WORK REQUIRED>
Return each line below holding the string "cephalothorax".

RECORD SET>
───

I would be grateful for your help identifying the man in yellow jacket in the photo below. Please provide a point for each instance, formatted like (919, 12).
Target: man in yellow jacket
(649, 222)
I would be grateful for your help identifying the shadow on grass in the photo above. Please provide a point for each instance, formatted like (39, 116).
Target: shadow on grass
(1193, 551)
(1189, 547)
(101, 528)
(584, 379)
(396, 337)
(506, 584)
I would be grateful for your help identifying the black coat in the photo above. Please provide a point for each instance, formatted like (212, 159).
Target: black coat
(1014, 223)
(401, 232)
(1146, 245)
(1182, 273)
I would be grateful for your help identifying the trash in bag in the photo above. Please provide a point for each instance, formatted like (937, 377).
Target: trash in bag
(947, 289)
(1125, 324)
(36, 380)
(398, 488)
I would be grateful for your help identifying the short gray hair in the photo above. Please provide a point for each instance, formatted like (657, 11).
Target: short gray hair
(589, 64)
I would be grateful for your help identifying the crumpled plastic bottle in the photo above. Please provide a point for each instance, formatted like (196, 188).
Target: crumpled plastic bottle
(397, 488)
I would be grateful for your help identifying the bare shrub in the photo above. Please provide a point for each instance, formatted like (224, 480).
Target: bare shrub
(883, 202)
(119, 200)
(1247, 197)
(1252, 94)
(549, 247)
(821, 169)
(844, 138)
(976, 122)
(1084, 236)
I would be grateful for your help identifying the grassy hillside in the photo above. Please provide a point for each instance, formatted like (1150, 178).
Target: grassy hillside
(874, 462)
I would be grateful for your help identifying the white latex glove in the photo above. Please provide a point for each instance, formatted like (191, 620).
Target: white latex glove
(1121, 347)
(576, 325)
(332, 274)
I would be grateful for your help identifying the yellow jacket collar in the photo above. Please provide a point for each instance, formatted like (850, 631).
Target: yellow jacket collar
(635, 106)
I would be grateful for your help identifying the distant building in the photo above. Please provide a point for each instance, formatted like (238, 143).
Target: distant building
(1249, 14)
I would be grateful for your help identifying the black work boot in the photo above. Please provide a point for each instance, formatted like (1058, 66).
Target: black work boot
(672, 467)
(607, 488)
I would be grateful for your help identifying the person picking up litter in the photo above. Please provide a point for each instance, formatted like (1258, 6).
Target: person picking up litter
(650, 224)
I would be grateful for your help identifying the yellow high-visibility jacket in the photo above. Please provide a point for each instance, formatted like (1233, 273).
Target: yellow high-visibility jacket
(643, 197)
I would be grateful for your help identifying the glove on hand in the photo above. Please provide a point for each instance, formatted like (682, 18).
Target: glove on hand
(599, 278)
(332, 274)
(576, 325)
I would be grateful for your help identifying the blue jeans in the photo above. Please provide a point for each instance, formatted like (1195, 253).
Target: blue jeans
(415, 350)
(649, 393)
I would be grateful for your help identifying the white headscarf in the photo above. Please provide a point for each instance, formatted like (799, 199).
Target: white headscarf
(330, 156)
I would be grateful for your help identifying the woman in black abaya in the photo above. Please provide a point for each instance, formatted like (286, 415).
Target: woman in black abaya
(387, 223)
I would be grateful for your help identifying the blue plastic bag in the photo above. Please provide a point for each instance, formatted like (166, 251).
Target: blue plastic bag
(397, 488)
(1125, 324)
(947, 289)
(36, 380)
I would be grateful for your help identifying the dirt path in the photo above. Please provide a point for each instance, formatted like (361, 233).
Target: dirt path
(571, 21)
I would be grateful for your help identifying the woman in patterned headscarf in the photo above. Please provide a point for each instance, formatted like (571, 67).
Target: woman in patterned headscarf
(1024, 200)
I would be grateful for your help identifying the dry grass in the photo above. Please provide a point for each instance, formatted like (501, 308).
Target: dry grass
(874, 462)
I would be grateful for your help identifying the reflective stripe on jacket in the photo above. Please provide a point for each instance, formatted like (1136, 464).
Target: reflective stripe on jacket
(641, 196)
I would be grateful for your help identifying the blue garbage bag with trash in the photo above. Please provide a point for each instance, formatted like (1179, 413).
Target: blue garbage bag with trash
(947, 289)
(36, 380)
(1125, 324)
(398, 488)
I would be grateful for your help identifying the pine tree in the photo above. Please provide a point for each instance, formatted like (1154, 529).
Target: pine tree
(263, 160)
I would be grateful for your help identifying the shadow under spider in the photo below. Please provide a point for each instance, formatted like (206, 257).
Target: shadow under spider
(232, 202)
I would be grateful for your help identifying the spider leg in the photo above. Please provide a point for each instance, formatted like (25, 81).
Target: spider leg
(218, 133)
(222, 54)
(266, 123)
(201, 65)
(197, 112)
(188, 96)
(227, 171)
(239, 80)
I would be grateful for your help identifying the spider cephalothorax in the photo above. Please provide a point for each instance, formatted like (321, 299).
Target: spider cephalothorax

───

SOLVED PROBLEM>
I would be grateful for your help identifying the spider cephalothorax in the photo above. Please provide a point for each instance, formatted like (321, 299).
Target: spider cephalothorax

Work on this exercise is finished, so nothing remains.